> Task instructions: Omit all pictures. Copy exactly the lines from the line containing "Target: white table surface" to the end of the listing, with both ends included.

> Records for the exercise:
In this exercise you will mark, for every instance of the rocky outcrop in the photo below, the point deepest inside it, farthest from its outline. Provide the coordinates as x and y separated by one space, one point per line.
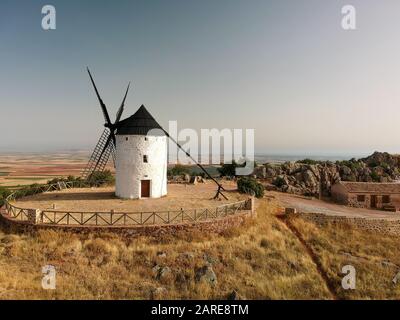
308 177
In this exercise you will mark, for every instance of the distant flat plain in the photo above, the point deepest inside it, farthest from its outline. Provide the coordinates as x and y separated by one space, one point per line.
27 168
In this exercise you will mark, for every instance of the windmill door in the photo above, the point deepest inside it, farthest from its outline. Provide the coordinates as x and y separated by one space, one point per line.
145 188
373 201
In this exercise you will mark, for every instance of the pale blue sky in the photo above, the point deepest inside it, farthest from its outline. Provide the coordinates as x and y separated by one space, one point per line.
285 68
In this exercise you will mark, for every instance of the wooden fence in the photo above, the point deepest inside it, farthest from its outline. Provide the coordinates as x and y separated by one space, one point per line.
112 218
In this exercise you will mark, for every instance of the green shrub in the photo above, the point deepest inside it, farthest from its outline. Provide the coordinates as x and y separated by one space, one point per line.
178 170
250 186
4 193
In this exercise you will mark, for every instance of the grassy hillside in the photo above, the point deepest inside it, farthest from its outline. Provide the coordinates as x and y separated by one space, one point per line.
375 257
261 260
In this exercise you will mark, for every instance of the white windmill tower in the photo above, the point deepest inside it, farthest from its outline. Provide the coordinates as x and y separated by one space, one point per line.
141 157
138 147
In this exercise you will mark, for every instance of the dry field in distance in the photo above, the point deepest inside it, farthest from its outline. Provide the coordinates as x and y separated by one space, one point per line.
28 168
263 259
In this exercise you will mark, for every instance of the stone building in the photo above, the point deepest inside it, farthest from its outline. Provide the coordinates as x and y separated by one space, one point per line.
141 157
367 195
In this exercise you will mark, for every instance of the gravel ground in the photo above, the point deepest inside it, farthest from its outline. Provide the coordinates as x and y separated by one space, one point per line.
103 199
303 204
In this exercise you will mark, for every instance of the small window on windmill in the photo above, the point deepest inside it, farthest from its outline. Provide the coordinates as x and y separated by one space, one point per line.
360 198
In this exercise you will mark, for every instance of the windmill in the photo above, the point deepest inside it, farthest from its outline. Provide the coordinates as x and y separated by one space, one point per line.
105 147
137 125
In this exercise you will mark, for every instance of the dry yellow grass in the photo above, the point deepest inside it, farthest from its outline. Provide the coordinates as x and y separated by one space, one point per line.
104 199
261 260
375 257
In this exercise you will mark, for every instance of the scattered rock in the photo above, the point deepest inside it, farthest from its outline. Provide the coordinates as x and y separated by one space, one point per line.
158 293
396 278
161 254
210 259
188 255
161 272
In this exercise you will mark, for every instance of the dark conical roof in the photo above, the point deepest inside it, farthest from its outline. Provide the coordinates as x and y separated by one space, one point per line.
138 124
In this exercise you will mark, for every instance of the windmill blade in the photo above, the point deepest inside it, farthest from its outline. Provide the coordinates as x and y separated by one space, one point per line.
103 106
104 154
113 152
121 108
98 160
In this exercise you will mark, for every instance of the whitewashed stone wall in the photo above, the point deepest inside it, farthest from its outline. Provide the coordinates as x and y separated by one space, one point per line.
130 168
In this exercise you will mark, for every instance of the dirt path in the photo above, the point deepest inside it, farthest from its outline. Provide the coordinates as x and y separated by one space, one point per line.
306 205
329 285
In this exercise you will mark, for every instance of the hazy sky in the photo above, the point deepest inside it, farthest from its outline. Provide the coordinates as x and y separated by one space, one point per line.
284 68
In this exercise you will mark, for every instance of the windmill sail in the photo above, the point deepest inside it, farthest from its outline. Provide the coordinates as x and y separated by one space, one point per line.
106 144
99 158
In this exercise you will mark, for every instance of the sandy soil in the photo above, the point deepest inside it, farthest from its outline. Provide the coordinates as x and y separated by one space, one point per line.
103 199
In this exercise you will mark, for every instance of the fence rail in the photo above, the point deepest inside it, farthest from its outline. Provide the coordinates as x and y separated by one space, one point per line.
112 218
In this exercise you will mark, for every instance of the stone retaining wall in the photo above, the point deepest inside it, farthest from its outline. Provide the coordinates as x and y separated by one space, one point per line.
383 226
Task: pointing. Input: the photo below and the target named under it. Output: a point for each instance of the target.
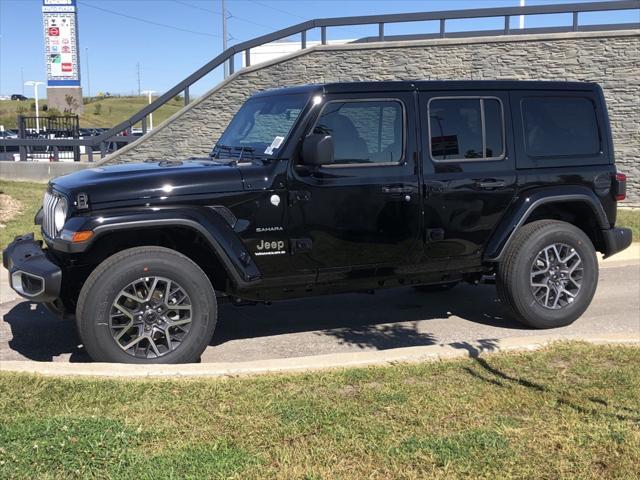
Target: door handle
(490, 183)
(398, 189)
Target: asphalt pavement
(348, 323)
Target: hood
(150, 180)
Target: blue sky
(116, 41)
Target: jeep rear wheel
(146, 305)
(548, 274)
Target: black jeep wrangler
(336, 188)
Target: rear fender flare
(527, 204)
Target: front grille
(48, 209)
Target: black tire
(438, 287)
(513, 279)
(99, 292)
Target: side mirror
(317, 150)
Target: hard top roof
(410, 85)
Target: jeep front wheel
(146, 305)
(548, 274)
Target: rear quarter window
(560, 127)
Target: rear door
(469, 170)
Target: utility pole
(86, 51)
(224, 37)
(150, 93)
(35, 85)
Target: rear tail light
(620, 186)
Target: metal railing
(115, 134)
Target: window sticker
(274, 145)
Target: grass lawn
(568, 411)
(30, 197)
(98, 113)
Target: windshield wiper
(241, 151)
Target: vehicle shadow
(484, 371)
(386, 319)
(39, 335)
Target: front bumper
(615, 240)
(32, 272)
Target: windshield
(261, 126)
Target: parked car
(334, 188)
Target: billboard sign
(61, 43)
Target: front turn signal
(81, 236)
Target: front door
(469, 170)
(363, 211)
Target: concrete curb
(313, 363)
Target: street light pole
(35, 85)
(224, 38)
(149, 93)
(86, 51)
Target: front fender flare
(522, 208)
(214, 228)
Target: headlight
(60, 214)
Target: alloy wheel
(150, 317)
(556, 276)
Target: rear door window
(466, 128)
(560, 126)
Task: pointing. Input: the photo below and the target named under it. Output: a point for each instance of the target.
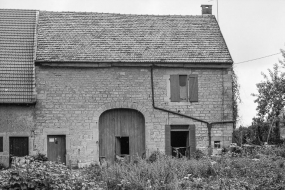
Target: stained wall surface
(71, 100)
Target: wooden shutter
(192, 138)
(168, 140)
(174, 88)
(193, 88)
(1, 144)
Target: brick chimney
(206, 9)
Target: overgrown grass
(263, 169)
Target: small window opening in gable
(184, 88)
(1, 144)
(180, 140)
(179, 143)
(122, 146)
(217, 144)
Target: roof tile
(17, 33)
(102, 37)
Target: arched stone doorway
(121, 132)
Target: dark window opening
(217, 144)
(179, 143)
(122, 145)
(1, 144)
(182, 80)
(183, 87)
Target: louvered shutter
(193, 88)
(168, 140)
(174, 88)
(192, 139)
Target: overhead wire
(257, 58)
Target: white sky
(251, 28)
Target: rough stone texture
(71, 100)
(15, 120)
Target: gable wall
(71, 100)
(15, 121)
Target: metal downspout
(209, 125)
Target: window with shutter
(184, 88)
(193, 88)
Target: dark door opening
(122, 146)
(19, 146)
(179, 143)
(56, 149)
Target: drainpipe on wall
(209, 125)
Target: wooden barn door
(19, 146)
(121, 132)
(56, 148)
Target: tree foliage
(270, 101)
(271, 94)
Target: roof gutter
(209, 124)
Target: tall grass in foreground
(226, 172)
(263, 168)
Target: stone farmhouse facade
(81, 87)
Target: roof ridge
(127, 14)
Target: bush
(42, 175)
(198, 154)
(40, 157)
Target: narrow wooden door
(19, 146)
(56, 148)
(117, 124)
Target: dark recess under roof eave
(133, 64)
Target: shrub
(42, 175)
(40, 157)
(198, 154)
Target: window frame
(192, 88)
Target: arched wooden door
(121, 132)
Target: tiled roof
(17, 35)
(101, 37)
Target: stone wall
(71, 100)
(15, 121)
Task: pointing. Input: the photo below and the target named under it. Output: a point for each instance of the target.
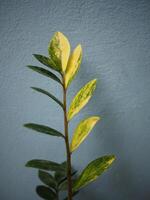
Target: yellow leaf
(59, 50)
(81, 98)
(73, 65)
(82, 131)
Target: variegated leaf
(82, 131)
(93, 171)
(73, 65)
(59, 50)
(81, 98)
(47, 61)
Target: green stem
(67, 141)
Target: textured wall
(115, 36)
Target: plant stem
(67, 141)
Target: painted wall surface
(115, 35)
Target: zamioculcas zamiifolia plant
(58, 177)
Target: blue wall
(115, 36)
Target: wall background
(115, 36)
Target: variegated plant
(57, 177)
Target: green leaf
(45, 192)
(93, 171)
(61, 176)
(44, 165)
(47, 179)
(73, 65)
(44, 129)
(49, 95)
(59, 50)
(64, 185)
(44, 72)
(81, 98)
(46, 61)
(82, 131)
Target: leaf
(73, 65)
(49, 95)
(64, 185)
(59, 50)
(74, 194)
(44, 165)
(81, 98)
(47, 179)
(44, 72)
(93, 171)
(47, 61)
(45, 192)
(82, 131)
(61, 176)
(44, 129)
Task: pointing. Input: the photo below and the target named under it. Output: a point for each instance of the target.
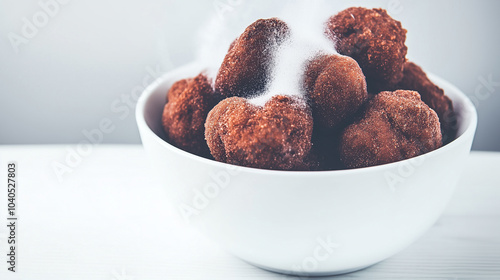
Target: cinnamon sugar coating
(396, 125)
(245, 70)
(415, 79)
(275, 136)
(375, 40)
(336, 88)
(183, 119)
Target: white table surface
(108, 219)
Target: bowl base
(308, 273)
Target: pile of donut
(365, 106)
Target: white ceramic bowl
(306, 223)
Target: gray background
(89, 59)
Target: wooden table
(105, 217)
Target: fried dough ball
(275, 136)
(188, 103)
(415, 79)
(246, 67)
(336, 88)
(375, 40)
(396, 125)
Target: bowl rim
(468, 107)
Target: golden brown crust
(183, 119)
(246, 68)
(375, 40)
(415, 79)
(396, 125)
(336, 87)
(276, 136)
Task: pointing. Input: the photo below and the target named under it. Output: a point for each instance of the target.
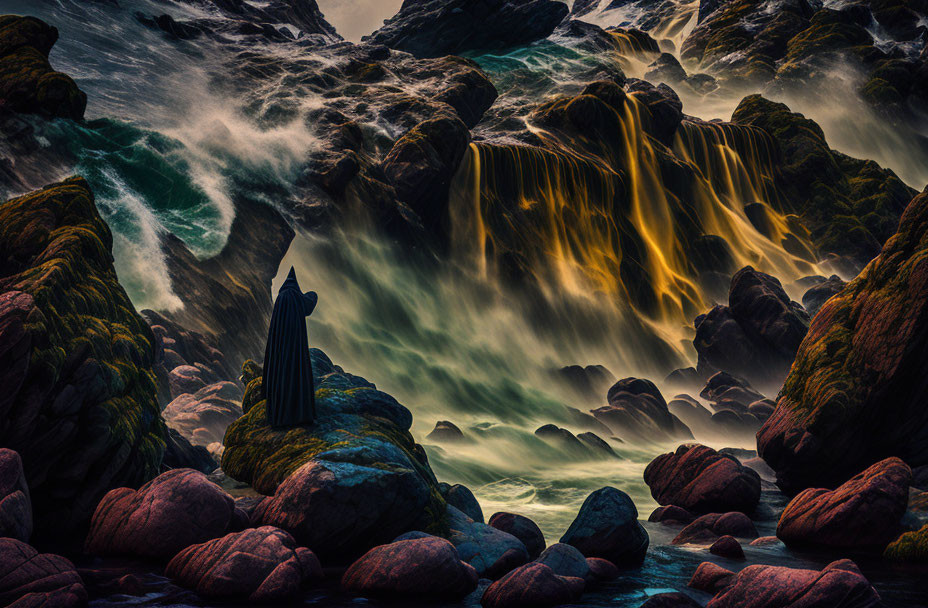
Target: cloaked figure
(288, 374)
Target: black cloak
(288, 374)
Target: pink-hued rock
(15, 507)
(863, 512)
(708, 528)
(177, 509)
(259, 564)
(29, 579)
(671, 515)
(531, 585)
(710, 578)
(700, 480)
(727, 546)
(426, 567)
(839, 585)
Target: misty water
(167, 152)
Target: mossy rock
(78, 390)
(27, 81)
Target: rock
(173, 511)
(700, 480)
(862, 362)
(204, 416)
(757, 335)
(522, 528)
(260, 564)
(706, 529)
(79, 397)
(710, 578)
(533, 584)
(817, 295)
(607, 527)
(433, 28)
(864, 512)
(637, 409)
(460, 497)
(420, 568)
(180, 454)
(15, 507)
(489, 550)
(840, 583)
(28, 578)
(353, 480)
(565, 560)
(27, 81)
(671, 515)
(727, 546)
(445, 432)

> Answer to this task:
Target: white table surface
(108, 219)
Target: bowl base
(308, 273)
Target: pile of donut
(365, 106)
Target: white ceramic bowl
(306, 223)
Target: gray background
(89, 59)
Target: wooden table
(105, 217)
Target: fried dough ball
(275, 136)
(188, 103)
(415, 79)
(246, 67)
(336, 88)
(375, 40)
(396, 125)
Target: bowl rim
(468, 107)
Target: golden brown crust
(183, 119)
(246, 68)
(375, 40)
(415, 79)
(396, 125)
(336, 87)
(276, 136)
Task: pointing. Input: the photo below and the target named under it. Output: a point for each instance of the target.
Target: cloaked figure
(288, 374)
Target: black cloak
(288, 374)
Target: pink-hued rock
(15, 507)
(863, 512)
(708, 528)
(177, 509)
(259, 564)
(29, 579)
(671, 515)
(531, 585)
(710, 578)
(700, 480)
(727, 546)
(426, 567)
(839, 585)
Target: misty water
(167, 152)
Target: mossy rock
(78, 390)
(27, 81)
Target: rock
(173, 511)
(700, 480)
(862, 362)
(204, 416)
(757, 335)
(522, 528)
(260, 564)
(706, 529)
(79, 397)
(710, 578)
(533, 584)
(817, 295)
(607, 527)
(433, 28)
(864, 512)
(637, 409)
(460, 497)
(420, 568)
(180, 454)
(15, 507)
(489, 550)
(840, 583)
(28, 578)
(353, 480)
(565, 560)
(27, 81)
(671, 515)
(727, 546)
(445, 432)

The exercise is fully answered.